### Required action
Copy the lines below verbatim, omitting the picture.

### Extracted material
= Beginning of Section =
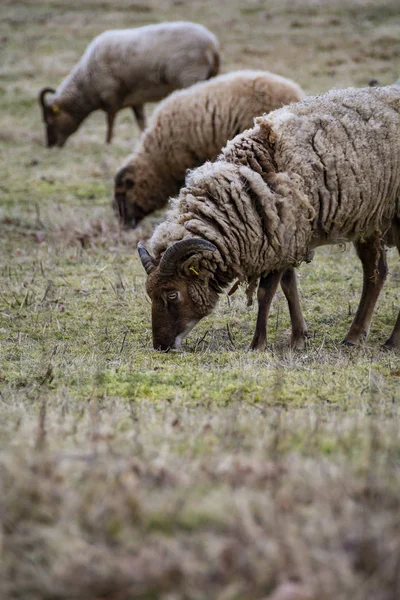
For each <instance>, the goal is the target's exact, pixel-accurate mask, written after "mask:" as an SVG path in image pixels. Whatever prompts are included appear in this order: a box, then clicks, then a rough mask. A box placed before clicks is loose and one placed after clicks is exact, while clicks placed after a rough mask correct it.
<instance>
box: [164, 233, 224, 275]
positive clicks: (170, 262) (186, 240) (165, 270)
mask: <svg viewBox="0 0 400 600" xmlns="http://www.w3.org/2000/svg"><path fill="white" fill-rule="evenodd" d="M202 250H209V251H211V252H215V250H217V247H216V246H215V245H214V244H212V243H211V242H208V241H207V240H203V239H201V238H189V239H186V240H181V241H180V242H175V244H173V245H172V246H170V247H169V248H167V250H166V251H165V252H164V254H163V257H162V259H161V262H160V275H162V276H163V277H171V276H173V275H175V274H176V267H177V265H178V264H179V263H180V262H181V261H182V258H184V257H185V258H186V257H188V255H189V254H195V253H196V252H201V251H202Z"/></svg>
= End of Section =
### Output
For each <instance>, the goal is the target's exact, pixel-accurate mask, written after "mask:" as an SVG path in image pixels. Whatever prompts are included appear in this order: a box, then clicks, then a rough mask. A box placed before clicks is loose and one placed after clicks is exact, while clicks placed after a rough mask correct it.
<instance>
box: [164, 233, 224, 275]
positive clicks: (170, 262) (186, 240) (165, 270)
mask: <svg viewBox="0 0 400 600" xmlns="http://www.w3.org/2000/svg"><path fill="white" fill-rule="evenodd" d="M202 250H209V251H211V252H215V250H217V247H216V246H215V245H214V244H212V243H211V242H208V241H207V240H203V239H201V238H189V239H186V240H181V241H180V242H175V244H173V245H172V246H170V247H169V248H167V250H166V251H165V252H164V254H163V257H162V259H161V262H160V275H162V276H163V277H171V276H173V275H175V274H176V267H177V265H178V264H179V263H180V262H181V261H182V258H184V257H185V258H186V257H188V255H189V254H195V253H196V252H201V251H202Z"/></svg>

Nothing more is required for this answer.